Exercise prompt:
Reproduce the material below word for word, from its first line through the line containing "x=868, y=596". Include both of those lines and nothing after them.

Entries shown:
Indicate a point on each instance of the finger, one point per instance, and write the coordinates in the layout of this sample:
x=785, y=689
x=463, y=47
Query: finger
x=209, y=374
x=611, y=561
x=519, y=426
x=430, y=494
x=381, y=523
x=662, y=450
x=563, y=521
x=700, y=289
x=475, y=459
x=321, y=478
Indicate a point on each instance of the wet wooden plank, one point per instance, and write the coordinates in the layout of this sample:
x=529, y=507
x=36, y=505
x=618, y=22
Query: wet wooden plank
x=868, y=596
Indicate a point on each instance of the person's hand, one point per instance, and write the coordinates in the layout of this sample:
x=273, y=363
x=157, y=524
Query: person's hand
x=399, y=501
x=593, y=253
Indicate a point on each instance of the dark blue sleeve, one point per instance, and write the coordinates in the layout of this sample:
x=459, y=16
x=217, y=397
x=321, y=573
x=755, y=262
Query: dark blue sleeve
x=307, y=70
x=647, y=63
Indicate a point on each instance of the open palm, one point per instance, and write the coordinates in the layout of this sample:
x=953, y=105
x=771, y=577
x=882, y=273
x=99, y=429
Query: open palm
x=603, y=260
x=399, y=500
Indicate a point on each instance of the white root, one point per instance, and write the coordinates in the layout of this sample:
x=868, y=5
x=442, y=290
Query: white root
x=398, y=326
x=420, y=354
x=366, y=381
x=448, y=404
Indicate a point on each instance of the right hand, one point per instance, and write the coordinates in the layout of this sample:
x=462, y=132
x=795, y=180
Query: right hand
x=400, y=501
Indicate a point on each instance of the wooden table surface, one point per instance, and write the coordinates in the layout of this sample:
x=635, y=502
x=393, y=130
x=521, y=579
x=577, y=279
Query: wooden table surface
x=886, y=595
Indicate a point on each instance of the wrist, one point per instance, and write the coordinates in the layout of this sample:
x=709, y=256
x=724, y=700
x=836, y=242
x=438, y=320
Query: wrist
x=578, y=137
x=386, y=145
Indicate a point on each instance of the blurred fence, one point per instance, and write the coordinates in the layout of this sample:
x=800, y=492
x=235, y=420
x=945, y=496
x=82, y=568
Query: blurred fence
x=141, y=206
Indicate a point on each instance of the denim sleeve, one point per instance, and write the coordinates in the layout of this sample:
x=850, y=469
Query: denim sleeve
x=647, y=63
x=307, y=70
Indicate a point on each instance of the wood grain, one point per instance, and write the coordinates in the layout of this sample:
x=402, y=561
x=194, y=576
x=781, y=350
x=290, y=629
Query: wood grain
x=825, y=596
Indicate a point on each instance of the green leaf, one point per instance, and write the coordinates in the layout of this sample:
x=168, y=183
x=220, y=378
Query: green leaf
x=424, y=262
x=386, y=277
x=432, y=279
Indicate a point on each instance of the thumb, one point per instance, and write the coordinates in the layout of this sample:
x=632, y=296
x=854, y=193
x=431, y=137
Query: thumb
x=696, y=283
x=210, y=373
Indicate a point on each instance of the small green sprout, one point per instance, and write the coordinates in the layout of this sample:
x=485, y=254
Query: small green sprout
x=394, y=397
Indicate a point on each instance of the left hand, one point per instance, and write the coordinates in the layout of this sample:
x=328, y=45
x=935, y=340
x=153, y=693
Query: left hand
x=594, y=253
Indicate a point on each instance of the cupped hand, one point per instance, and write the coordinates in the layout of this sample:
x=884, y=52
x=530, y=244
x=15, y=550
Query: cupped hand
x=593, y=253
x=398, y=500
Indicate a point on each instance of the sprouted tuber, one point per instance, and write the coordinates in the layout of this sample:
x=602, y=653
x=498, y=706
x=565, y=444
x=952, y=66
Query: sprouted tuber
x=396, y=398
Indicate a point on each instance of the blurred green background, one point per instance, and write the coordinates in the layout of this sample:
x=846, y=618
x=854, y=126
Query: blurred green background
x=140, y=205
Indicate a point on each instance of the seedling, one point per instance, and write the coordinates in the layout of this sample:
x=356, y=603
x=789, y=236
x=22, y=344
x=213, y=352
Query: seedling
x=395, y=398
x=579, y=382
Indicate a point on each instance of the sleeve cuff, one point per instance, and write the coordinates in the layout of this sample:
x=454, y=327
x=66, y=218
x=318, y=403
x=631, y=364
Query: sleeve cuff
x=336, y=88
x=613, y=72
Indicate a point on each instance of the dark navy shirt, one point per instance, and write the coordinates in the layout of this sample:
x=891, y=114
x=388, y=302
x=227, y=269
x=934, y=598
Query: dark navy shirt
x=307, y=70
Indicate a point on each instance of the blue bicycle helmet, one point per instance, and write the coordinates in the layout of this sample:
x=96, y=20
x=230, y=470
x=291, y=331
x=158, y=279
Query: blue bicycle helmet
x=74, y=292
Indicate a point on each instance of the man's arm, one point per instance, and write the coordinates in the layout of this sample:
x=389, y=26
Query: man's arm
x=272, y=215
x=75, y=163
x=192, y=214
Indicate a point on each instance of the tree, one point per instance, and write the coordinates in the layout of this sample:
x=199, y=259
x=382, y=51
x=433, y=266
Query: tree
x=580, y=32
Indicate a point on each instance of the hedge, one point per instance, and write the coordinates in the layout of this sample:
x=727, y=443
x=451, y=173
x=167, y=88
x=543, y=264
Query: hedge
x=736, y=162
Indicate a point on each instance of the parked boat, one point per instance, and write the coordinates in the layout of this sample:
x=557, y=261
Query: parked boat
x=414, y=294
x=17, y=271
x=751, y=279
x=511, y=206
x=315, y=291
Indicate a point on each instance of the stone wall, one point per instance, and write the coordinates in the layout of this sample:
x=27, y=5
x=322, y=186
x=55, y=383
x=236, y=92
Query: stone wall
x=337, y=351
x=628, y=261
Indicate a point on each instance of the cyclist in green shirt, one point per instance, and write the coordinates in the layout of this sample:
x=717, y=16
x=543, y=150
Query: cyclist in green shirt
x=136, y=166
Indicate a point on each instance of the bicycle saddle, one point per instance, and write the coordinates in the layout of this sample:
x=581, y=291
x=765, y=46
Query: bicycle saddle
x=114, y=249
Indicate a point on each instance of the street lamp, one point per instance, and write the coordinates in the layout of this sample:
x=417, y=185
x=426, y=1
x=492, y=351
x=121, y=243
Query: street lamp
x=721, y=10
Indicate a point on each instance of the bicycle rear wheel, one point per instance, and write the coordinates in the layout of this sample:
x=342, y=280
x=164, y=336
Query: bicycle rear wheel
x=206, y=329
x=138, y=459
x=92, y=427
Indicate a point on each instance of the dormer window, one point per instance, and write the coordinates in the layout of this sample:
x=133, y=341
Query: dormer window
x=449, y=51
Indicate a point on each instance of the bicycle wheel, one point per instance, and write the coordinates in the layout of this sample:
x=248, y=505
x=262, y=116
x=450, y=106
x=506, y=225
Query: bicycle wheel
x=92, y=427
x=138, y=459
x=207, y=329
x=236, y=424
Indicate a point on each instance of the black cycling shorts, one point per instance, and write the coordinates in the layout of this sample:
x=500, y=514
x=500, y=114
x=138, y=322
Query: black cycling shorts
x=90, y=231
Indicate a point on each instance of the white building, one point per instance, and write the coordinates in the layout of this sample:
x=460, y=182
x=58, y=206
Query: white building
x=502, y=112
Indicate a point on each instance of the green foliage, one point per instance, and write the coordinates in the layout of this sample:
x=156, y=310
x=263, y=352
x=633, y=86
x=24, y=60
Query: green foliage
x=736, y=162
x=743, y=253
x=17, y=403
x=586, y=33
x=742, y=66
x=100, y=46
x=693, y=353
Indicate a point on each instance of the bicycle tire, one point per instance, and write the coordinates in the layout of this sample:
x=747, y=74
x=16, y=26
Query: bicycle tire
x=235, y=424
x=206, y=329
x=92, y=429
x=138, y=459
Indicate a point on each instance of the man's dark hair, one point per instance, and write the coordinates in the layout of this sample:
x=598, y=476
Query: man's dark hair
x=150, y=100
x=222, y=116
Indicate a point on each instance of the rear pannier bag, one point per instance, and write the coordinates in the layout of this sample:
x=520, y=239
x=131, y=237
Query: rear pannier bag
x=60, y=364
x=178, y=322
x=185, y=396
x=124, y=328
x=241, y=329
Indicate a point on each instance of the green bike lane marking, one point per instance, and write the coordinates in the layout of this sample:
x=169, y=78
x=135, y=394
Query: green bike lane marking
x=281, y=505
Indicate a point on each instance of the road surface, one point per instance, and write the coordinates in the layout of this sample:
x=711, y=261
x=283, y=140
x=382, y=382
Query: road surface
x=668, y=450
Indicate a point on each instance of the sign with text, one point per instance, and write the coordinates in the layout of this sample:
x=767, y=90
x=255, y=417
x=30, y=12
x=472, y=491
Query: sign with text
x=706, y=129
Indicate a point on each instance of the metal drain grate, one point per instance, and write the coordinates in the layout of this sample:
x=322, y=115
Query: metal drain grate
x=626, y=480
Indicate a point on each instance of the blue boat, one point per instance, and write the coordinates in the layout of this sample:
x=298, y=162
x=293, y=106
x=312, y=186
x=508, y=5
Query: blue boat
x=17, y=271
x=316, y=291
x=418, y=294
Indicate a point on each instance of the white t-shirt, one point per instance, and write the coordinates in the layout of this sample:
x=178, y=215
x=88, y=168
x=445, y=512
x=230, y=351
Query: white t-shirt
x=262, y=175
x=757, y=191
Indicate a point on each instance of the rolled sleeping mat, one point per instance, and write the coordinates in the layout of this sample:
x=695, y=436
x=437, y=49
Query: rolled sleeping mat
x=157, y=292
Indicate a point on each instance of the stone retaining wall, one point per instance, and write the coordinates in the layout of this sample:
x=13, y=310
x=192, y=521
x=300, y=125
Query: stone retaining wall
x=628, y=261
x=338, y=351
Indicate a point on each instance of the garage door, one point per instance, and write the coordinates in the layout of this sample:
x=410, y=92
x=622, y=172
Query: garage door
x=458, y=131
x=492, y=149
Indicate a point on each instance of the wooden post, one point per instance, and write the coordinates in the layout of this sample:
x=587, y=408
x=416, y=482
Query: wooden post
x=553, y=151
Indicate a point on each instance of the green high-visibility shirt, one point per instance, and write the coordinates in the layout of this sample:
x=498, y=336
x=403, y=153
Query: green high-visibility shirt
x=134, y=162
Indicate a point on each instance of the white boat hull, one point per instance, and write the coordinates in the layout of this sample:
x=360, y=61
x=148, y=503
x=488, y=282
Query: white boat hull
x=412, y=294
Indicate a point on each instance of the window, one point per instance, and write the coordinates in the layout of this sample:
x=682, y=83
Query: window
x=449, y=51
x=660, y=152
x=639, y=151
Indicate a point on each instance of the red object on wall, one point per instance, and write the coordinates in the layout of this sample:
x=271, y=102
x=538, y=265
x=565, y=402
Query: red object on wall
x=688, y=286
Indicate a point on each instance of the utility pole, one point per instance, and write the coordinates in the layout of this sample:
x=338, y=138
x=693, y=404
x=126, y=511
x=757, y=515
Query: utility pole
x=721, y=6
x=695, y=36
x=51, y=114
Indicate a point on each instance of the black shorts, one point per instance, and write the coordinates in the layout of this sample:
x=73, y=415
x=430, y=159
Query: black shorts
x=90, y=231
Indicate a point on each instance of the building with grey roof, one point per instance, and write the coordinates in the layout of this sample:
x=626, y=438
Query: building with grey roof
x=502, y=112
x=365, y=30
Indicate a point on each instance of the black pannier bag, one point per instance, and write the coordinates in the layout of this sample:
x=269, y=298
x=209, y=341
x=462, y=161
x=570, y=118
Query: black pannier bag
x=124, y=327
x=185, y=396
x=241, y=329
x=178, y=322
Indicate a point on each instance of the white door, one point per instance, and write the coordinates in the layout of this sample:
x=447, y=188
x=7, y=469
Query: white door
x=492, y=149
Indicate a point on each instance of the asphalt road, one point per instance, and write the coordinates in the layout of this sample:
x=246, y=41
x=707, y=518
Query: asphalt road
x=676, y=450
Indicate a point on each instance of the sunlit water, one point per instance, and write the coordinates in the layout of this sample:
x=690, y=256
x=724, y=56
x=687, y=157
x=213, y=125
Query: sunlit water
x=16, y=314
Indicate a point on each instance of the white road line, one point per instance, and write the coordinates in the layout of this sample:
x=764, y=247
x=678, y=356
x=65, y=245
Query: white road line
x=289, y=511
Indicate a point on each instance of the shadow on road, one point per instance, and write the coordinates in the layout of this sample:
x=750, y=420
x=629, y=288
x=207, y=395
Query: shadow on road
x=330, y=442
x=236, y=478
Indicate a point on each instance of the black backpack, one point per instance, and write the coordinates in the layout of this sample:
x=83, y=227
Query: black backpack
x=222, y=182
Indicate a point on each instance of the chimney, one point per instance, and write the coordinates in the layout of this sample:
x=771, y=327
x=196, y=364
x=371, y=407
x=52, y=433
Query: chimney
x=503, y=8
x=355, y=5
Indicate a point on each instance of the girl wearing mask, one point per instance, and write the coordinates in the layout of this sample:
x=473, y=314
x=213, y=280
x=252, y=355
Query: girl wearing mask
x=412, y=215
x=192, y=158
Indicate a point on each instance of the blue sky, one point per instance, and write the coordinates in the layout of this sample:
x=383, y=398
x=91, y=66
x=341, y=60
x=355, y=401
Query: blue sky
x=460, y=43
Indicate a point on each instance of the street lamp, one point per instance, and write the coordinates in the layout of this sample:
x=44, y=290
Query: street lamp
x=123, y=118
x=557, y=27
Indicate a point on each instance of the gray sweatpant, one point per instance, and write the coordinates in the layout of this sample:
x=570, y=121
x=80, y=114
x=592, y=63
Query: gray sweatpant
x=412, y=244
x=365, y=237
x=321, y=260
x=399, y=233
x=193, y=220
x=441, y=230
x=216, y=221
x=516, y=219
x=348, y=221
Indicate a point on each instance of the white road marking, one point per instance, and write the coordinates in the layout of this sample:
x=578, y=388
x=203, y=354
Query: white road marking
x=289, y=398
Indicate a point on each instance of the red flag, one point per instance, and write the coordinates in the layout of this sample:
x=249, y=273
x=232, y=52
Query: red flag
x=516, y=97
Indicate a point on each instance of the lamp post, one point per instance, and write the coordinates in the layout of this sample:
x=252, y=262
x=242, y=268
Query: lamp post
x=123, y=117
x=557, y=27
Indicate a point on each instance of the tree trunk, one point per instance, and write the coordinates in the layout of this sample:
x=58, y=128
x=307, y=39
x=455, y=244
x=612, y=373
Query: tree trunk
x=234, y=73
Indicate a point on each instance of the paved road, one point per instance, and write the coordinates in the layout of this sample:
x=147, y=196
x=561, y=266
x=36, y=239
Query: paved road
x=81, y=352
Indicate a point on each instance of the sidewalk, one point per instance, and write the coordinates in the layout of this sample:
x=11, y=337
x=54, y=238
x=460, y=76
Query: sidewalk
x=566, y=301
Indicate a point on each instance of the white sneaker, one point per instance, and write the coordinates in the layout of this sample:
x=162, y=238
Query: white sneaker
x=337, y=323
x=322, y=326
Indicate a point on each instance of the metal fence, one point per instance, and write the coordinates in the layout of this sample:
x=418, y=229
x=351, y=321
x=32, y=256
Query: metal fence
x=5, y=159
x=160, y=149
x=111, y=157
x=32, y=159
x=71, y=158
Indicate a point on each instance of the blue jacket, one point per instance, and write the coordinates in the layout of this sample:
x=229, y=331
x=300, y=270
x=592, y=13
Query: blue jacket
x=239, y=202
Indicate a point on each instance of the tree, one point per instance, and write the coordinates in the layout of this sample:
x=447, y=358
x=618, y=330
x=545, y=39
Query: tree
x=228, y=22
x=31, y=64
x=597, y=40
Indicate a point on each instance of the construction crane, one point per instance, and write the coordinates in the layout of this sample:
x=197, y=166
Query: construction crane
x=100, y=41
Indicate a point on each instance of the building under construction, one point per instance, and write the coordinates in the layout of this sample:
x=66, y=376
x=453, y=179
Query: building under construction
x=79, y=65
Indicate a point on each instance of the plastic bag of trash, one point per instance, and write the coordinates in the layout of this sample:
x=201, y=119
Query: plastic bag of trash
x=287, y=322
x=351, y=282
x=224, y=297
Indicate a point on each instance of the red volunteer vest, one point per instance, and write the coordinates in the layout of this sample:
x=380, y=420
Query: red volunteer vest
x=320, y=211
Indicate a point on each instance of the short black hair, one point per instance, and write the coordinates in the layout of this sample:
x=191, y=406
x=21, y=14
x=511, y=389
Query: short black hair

Task response:
Indicate a point on each instance of the finger, one point per instance, and write the coordinates in the layout of this sample:
x=785, y=689
x=463, y=47
Query: finger
x=209, y=374
x=611, y=561
x=519, y=426
x=430, y=494
x=381, y=523
x=662, y=450
x=563, y=521
x=700, y=289
x=475, y=459
x=321, y=478
Indicate a point on each instance of the wet wooden plank, one point per instance, and write the coordinates in the layout of this sample:
x=529, y=507
x=36, y=505
x=618, y=22
Query: wet wooden plank
x=868, y=596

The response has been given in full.